| Records for this exercise |
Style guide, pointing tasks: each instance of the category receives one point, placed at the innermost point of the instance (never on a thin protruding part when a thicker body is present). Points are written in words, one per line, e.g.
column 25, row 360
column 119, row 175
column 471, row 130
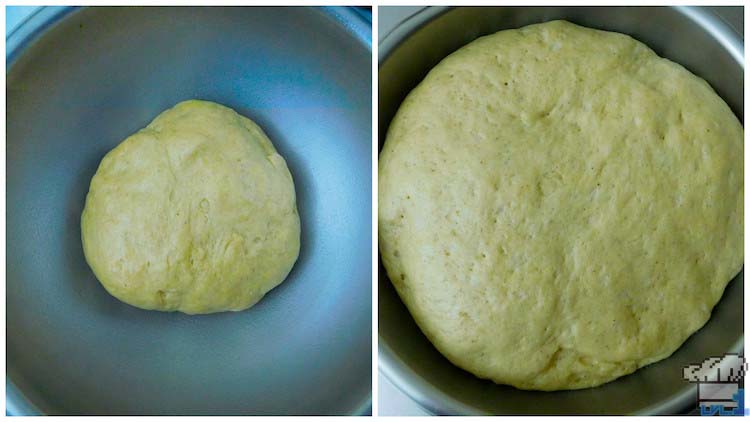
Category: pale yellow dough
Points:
column 559, row 206
column 194, row 213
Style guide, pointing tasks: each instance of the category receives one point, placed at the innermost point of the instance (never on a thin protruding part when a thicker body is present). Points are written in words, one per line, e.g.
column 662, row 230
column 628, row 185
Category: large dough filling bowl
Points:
column 708, row 48
column 81, row 80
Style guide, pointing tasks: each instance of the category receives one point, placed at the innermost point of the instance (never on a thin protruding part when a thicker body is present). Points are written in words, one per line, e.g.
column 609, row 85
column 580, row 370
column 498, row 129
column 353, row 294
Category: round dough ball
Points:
column 194, row 213
column 559, row 206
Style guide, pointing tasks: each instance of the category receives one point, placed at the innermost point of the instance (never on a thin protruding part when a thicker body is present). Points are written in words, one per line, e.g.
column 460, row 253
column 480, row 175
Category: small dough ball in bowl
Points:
column 559, row 206
column 194, row 213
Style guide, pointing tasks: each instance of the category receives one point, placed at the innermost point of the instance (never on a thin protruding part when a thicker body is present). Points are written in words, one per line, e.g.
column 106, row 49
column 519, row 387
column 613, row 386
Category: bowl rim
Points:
column 431, row 399
column 30, row 28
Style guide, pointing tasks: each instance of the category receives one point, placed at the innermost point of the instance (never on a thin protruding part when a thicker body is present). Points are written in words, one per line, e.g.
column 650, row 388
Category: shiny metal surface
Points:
column 78, row 82
column 693, row 37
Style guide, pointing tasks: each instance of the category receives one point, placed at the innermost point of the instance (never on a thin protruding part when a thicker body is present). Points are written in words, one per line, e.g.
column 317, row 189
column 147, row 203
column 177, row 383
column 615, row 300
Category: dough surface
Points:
column 194, row 213
column 559, row 206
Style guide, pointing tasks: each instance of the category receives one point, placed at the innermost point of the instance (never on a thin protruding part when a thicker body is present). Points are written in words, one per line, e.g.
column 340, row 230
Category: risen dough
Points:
column 194, row 213
column 559, row 206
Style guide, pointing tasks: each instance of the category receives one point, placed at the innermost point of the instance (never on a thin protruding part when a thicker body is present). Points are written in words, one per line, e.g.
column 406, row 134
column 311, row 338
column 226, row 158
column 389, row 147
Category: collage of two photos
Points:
column 374, row 210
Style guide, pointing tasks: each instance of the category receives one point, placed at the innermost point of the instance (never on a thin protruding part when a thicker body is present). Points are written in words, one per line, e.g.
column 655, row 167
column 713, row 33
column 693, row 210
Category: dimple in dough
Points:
column 559, row 206
column 194, row 213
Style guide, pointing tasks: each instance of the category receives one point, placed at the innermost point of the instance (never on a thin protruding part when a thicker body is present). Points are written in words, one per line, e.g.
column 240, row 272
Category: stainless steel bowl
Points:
column 78, row 82
column 693, row 37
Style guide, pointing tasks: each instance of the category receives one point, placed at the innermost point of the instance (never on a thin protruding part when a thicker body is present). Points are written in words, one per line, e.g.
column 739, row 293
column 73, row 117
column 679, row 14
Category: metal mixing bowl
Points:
column 81, row 80
column 690, row 36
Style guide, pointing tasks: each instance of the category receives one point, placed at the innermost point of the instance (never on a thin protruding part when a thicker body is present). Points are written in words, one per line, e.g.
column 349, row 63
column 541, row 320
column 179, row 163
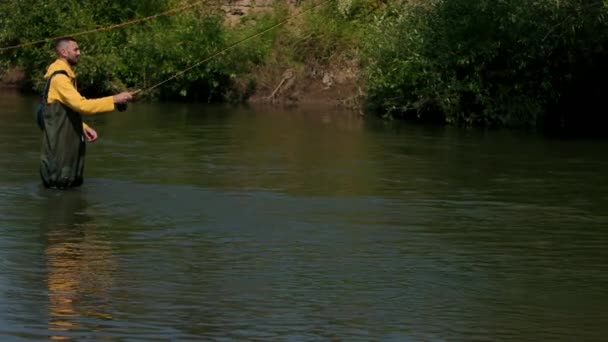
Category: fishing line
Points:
column 106, row 28
column 138, row 91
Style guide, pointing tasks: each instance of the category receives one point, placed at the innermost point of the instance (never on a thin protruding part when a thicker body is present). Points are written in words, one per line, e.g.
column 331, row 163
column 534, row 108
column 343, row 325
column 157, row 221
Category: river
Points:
column 274, row 224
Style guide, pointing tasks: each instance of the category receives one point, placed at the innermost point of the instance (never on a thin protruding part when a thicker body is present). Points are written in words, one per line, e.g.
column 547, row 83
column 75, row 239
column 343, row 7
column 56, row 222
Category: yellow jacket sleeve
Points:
column 66, row 93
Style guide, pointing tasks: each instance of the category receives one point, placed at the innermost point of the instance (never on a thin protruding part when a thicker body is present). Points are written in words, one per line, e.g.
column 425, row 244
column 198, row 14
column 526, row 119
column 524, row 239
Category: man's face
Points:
column 71, row 52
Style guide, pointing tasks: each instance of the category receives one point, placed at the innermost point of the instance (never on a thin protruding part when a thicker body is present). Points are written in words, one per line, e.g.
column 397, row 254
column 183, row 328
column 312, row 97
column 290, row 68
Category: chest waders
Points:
column 63, row 145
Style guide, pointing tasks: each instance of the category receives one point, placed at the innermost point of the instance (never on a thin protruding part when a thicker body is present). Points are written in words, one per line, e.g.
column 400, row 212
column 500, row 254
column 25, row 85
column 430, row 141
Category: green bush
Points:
column 508, row 63
column 136, row 56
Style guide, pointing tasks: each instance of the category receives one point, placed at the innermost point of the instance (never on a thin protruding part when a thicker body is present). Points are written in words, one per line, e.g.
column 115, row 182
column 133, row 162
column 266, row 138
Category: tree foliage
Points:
column 490, row 62
column 134, row 56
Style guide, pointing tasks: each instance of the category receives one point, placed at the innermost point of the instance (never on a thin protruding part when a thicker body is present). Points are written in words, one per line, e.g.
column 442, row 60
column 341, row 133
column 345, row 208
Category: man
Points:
column 63, row 142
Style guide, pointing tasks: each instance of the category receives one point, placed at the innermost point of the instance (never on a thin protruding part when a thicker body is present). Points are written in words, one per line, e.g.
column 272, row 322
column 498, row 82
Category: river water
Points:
column 219, row 223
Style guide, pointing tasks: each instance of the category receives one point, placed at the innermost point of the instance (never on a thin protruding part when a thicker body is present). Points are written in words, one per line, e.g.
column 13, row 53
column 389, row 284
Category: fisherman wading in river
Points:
column 64, row 133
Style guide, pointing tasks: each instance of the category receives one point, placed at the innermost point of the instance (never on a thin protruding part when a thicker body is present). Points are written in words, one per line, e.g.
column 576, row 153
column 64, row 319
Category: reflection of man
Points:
column 79, row 263
column 63, row 144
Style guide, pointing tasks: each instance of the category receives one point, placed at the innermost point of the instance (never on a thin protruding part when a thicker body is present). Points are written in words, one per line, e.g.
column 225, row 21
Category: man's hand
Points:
column 90, row 134
column 123, row 97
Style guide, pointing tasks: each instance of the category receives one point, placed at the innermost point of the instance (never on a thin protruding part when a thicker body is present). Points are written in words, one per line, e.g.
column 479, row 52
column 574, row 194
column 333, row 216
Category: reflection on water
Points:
column 215, row 223
column 80, row 265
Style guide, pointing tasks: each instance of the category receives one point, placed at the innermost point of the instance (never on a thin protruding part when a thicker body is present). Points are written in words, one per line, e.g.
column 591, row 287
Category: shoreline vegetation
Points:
column 511, row 63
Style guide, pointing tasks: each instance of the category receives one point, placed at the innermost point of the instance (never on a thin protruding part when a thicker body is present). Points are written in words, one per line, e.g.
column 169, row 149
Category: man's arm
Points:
column 89, row 132
column 69, row 96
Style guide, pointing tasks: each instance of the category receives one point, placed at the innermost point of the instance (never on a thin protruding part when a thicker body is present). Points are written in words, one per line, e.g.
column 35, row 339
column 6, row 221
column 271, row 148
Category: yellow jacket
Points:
column 63, row 90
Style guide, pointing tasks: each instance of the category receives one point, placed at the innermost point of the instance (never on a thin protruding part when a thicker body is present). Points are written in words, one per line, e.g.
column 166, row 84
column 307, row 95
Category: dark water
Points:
column 200, row 223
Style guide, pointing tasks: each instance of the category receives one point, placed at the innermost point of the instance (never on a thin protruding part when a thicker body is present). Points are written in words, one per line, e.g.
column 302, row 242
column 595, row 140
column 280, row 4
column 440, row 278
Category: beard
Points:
column 73, row 60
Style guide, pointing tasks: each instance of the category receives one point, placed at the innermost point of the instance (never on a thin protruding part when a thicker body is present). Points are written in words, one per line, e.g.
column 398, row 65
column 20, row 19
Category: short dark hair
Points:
column 62, row 40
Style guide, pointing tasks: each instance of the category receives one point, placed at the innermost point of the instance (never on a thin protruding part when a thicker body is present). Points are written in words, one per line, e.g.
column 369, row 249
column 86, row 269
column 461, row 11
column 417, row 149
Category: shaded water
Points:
column 202, row 223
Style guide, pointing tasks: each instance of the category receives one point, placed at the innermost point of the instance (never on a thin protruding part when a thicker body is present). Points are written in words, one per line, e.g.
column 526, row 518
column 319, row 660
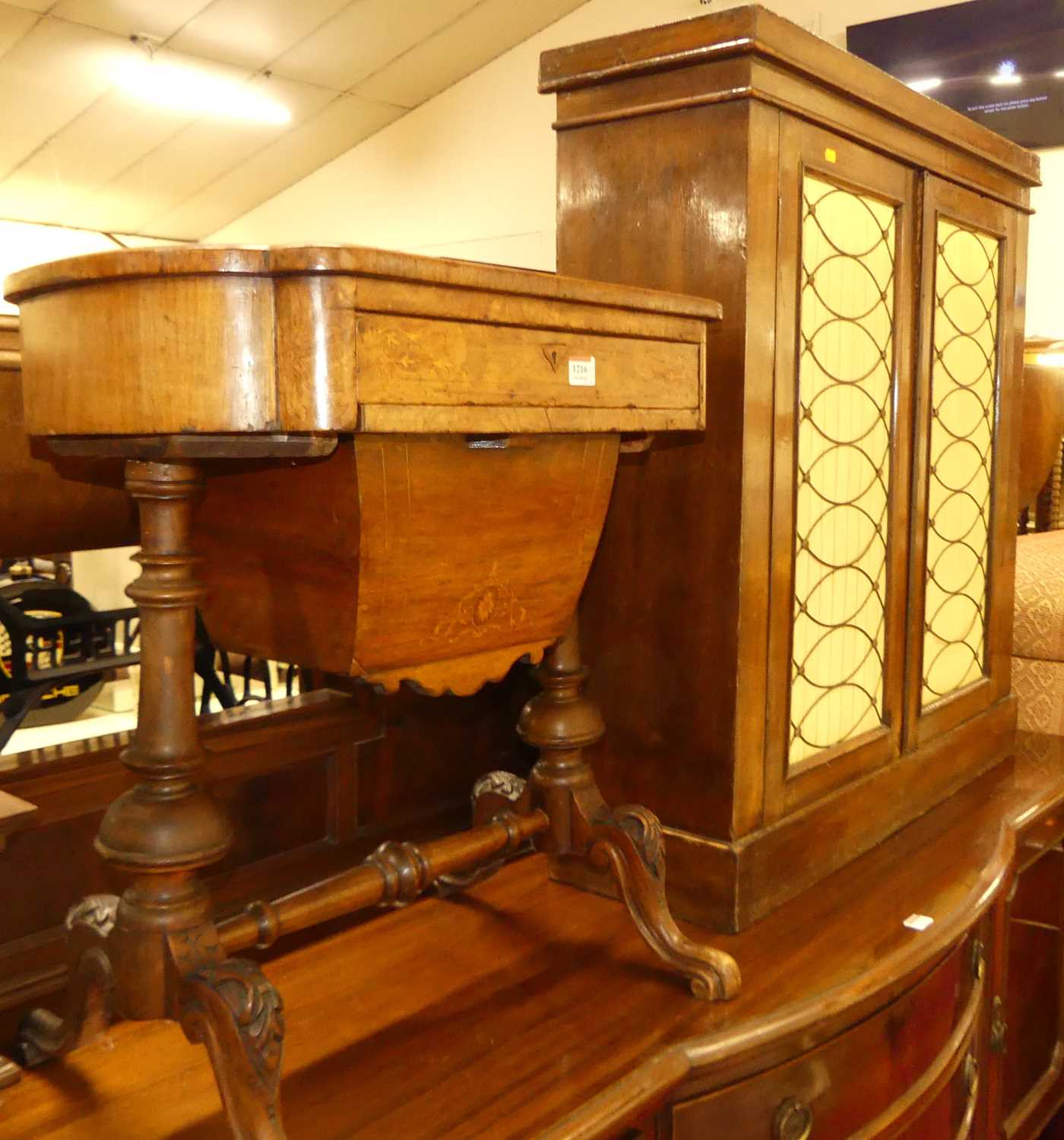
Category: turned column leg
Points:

| Problem details |
Which lines of the records above contain the word "dough"? Pull out each of them, treating case as significant.

| Result |
Category: pale yellow dough
Category: large dough filling bowl
Category: round dough ball
Category: small dough ball in bowl
Category: dough surface
Category: risen dough
Category: dimple in dough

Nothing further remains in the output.